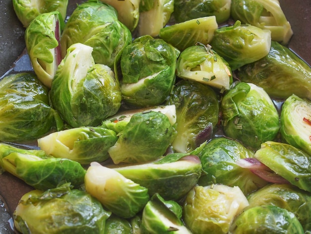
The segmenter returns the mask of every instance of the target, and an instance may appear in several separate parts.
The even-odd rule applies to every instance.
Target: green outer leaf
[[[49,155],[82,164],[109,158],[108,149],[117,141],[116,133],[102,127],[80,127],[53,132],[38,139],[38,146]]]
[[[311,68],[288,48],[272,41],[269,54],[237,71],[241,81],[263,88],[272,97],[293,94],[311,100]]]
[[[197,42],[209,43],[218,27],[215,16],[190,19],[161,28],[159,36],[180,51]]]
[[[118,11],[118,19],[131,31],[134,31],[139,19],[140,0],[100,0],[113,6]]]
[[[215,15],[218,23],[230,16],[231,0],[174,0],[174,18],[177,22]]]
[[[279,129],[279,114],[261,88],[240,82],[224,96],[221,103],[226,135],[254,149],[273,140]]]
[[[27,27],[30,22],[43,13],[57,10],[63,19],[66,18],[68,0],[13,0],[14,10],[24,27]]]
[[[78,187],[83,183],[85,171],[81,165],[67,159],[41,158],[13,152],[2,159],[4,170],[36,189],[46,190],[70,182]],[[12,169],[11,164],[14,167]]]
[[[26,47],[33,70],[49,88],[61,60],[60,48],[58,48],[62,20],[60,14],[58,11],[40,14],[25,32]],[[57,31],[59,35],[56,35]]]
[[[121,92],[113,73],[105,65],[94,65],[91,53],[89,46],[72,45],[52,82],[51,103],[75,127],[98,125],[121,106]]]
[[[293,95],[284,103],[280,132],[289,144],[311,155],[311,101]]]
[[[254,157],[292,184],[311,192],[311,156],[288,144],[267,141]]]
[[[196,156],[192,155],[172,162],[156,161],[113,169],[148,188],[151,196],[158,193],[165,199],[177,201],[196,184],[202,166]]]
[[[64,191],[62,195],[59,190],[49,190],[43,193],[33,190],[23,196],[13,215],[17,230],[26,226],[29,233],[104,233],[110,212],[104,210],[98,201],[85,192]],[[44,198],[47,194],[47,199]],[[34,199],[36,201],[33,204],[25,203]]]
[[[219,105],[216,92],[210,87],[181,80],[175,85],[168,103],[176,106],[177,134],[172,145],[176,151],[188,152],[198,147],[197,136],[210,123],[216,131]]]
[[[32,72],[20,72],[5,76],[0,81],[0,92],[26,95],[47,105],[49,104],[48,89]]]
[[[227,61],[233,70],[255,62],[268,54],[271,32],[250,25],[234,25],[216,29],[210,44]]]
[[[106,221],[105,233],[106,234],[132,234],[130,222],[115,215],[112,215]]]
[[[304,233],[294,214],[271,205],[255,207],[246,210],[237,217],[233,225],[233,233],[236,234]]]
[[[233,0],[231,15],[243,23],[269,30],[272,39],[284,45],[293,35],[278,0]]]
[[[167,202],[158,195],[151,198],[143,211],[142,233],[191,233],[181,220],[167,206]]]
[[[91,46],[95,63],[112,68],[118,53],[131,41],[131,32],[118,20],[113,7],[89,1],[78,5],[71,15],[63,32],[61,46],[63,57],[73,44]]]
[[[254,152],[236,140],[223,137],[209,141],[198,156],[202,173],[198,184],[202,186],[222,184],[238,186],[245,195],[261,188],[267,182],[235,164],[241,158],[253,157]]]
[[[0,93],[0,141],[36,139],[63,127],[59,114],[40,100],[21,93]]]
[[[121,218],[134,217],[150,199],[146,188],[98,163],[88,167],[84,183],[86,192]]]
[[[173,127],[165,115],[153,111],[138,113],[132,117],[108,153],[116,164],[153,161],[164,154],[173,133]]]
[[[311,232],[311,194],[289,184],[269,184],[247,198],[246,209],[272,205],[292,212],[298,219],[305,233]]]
==*==
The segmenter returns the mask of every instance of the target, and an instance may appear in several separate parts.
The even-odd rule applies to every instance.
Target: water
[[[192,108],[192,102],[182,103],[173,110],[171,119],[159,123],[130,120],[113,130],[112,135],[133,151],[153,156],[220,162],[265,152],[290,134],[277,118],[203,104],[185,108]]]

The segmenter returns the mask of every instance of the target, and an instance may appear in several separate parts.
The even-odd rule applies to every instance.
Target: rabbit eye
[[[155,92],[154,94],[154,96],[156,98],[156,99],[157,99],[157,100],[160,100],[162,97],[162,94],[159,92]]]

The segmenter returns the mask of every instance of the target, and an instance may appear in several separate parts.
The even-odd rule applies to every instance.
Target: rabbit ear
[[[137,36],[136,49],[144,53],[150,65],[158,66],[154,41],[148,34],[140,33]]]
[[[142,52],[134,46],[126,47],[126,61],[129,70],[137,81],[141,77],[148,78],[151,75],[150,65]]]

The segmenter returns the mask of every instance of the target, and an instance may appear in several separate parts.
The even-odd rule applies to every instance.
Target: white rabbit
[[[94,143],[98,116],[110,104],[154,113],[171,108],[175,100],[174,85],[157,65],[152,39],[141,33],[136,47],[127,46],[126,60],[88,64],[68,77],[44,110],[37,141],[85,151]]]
==*==
Task objective ▸ Copy out each line of the data above that contains the word "rabbit".

Full answer ▸
Target: rabbit eye
Target: rabbit ear
Target: white rabbit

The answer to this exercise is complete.